From the rows below, please pick out each line that contains the word "horn", matching case exactly.

>>>>>

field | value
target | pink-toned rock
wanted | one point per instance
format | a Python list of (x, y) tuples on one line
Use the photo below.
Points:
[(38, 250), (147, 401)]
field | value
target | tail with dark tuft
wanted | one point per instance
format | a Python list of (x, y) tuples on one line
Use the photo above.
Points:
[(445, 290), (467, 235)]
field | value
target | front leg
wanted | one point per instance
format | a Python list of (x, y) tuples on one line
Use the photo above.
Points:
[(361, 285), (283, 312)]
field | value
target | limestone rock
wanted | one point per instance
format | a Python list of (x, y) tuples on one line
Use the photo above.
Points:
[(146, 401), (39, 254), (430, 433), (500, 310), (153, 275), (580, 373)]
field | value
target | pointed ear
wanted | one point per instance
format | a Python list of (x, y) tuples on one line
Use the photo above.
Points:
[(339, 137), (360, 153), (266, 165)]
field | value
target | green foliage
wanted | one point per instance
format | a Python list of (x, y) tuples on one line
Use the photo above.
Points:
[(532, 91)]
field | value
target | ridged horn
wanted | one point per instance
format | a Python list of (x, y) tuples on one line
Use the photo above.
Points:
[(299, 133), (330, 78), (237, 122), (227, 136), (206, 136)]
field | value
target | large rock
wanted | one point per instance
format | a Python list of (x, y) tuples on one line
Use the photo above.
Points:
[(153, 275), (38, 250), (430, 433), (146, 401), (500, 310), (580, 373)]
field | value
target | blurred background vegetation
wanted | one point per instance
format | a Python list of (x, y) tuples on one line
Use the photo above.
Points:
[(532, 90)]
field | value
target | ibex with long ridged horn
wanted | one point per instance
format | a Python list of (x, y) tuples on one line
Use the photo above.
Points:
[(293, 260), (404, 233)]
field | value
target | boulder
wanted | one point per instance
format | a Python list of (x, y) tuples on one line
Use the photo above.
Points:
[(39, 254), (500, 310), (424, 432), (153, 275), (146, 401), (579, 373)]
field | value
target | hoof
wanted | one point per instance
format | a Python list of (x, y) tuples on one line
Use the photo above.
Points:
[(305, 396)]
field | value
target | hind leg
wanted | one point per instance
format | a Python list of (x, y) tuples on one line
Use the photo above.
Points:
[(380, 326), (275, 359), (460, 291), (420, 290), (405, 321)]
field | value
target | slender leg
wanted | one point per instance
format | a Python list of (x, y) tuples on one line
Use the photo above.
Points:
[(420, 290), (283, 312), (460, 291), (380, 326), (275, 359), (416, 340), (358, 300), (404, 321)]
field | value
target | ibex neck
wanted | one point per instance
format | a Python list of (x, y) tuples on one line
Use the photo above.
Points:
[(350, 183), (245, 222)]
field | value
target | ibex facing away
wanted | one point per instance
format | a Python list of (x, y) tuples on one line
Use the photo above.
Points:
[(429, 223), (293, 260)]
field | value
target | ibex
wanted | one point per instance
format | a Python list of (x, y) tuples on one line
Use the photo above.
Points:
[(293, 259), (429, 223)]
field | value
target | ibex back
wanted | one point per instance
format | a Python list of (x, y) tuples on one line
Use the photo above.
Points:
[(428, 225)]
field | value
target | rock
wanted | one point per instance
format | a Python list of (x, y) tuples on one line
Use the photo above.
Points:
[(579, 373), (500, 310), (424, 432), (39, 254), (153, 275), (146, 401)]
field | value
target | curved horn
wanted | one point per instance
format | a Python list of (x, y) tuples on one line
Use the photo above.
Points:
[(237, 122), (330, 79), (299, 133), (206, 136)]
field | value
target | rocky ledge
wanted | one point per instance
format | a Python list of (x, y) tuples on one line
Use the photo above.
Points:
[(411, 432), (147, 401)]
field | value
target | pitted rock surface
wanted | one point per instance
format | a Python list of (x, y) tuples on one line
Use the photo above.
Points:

<<<<<
>>>>>

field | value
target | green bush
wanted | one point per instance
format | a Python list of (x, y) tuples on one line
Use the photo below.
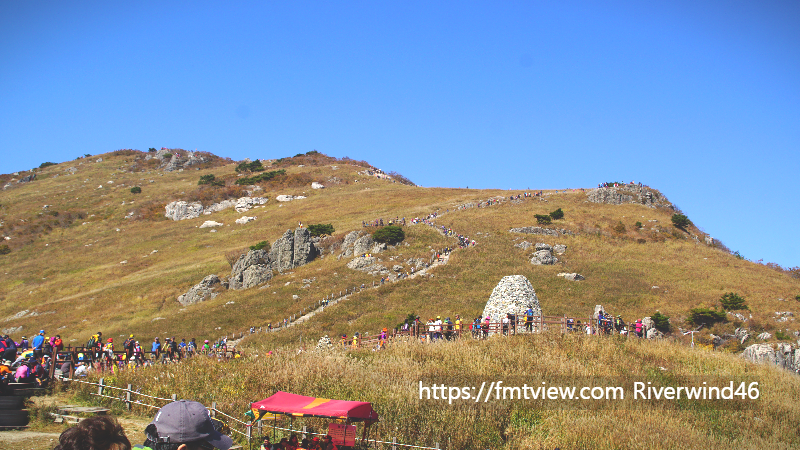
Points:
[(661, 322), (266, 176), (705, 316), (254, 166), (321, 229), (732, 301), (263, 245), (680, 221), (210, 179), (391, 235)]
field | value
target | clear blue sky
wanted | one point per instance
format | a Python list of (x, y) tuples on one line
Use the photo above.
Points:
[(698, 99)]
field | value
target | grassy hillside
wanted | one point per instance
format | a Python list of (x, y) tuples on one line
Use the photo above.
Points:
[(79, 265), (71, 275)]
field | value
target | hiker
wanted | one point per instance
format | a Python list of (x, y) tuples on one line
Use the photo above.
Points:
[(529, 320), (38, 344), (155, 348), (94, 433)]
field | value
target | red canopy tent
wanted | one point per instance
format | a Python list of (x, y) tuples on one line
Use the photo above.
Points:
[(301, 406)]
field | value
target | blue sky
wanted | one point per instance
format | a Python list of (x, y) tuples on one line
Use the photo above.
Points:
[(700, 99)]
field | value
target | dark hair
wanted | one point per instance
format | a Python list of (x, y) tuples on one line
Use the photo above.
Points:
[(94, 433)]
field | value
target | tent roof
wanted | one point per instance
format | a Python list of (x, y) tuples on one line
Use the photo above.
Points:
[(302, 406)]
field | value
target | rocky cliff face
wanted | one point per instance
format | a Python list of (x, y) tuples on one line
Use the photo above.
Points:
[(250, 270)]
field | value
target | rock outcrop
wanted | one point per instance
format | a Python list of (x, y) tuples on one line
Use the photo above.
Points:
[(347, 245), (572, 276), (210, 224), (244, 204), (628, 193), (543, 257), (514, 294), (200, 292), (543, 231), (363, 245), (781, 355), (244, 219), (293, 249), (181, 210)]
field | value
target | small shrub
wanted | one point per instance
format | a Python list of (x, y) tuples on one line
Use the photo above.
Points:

<<<<<

◆ Full answer:
target | ridged horn
target | ibex with long ridged horn
target | curved horn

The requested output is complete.